Data to use below:

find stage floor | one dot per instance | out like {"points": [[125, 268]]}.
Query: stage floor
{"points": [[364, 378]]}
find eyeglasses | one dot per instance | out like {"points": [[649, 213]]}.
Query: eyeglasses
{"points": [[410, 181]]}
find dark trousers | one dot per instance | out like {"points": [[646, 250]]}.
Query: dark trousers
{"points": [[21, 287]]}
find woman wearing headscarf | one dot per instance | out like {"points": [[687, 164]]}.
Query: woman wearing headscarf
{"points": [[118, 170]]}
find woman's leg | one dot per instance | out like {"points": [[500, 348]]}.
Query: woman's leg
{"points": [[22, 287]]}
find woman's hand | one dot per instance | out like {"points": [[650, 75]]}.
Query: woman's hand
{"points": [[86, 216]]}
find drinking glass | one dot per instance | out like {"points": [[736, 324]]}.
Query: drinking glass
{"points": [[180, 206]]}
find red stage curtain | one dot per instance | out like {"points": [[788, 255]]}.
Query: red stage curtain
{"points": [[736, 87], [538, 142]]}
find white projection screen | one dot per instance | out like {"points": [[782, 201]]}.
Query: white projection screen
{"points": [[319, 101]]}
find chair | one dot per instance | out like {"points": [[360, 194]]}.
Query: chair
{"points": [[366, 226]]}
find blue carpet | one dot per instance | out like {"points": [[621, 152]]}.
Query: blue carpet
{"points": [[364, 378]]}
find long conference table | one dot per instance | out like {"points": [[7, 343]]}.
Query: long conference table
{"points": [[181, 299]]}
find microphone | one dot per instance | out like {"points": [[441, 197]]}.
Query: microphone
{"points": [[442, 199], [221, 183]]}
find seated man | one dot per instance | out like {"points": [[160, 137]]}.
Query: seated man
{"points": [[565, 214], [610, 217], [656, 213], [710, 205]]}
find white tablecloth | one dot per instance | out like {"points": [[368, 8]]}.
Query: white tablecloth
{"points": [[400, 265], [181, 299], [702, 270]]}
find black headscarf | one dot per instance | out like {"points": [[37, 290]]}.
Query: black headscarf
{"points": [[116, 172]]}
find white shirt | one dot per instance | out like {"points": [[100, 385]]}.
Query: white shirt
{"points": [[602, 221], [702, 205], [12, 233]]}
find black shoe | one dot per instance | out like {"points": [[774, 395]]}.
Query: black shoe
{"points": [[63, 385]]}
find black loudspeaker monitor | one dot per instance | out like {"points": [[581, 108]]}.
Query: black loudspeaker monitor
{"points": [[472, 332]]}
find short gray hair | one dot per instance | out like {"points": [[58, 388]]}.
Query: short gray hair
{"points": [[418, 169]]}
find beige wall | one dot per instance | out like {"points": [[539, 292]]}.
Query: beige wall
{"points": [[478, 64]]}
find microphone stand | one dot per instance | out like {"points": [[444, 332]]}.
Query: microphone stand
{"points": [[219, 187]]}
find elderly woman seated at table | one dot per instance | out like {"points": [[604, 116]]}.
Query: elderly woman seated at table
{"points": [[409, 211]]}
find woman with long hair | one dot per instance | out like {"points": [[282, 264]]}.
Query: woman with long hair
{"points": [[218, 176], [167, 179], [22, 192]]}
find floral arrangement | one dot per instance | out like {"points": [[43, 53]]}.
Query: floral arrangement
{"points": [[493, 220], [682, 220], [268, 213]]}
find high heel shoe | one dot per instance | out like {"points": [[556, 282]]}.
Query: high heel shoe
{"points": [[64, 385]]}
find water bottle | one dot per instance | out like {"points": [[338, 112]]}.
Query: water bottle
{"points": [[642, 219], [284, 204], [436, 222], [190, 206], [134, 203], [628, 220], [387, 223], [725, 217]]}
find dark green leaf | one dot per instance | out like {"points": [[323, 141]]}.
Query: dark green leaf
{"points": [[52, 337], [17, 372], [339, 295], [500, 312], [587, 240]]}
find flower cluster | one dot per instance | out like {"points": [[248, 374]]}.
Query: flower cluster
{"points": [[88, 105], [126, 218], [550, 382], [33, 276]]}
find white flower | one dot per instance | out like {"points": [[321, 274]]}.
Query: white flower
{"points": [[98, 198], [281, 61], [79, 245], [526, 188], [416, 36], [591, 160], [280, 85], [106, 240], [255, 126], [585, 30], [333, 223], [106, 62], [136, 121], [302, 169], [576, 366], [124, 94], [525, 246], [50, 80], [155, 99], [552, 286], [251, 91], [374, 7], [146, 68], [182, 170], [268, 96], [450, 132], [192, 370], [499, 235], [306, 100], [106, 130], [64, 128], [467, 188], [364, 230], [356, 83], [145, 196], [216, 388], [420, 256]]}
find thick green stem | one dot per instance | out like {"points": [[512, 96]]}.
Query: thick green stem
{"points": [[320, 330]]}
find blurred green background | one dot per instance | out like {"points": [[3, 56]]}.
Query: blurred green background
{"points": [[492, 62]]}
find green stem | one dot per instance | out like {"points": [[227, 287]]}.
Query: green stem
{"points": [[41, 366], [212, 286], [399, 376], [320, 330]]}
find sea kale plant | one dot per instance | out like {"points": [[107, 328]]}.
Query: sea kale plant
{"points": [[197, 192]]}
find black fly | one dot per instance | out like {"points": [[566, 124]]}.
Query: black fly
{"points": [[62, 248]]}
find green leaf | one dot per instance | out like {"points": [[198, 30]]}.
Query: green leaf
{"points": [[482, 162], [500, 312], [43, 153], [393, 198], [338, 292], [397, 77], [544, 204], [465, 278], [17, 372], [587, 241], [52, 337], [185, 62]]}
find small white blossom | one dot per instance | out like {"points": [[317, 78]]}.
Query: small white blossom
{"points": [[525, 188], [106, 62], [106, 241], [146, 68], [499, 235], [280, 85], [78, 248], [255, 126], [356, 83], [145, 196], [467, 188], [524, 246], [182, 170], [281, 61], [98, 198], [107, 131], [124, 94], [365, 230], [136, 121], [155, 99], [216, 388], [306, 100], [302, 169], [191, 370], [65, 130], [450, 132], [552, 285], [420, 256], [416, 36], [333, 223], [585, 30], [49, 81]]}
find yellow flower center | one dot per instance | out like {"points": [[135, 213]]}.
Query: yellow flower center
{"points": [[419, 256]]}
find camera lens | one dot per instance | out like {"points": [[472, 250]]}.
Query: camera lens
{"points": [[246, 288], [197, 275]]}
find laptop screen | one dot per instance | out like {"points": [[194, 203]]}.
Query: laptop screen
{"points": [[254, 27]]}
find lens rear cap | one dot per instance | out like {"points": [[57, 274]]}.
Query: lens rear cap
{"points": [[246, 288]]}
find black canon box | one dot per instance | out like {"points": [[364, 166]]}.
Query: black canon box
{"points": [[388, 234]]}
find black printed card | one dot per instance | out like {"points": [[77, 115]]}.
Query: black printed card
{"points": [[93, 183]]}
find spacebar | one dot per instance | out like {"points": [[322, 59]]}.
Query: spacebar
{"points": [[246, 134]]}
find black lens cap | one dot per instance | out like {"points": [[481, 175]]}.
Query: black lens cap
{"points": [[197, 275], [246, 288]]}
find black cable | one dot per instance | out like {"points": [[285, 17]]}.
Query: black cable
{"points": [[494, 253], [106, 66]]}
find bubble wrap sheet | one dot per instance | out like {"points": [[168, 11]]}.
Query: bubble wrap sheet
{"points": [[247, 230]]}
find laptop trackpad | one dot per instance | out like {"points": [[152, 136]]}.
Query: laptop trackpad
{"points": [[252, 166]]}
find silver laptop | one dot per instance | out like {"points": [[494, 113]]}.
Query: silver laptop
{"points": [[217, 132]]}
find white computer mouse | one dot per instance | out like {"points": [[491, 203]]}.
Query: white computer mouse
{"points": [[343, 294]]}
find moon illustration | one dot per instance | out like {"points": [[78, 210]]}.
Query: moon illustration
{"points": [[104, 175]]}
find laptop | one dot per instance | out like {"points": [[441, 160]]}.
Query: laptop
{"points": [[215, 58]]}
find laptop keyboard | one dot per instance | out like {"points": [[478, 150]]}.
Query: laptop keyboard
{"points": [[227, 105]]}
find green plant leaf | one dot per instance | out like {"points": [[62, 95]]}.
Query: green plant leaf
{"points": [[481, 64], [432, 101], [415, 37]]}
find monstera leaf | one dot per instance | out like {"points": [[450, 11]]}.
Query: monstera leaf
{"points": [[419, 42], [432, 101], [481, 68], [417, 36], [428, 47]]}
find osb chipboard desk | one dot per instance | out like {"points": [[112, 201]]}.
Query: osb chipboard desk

End of Data to use.

Count every line of the material that holds the string "desk", then give the total alone.

§ **Response area**
2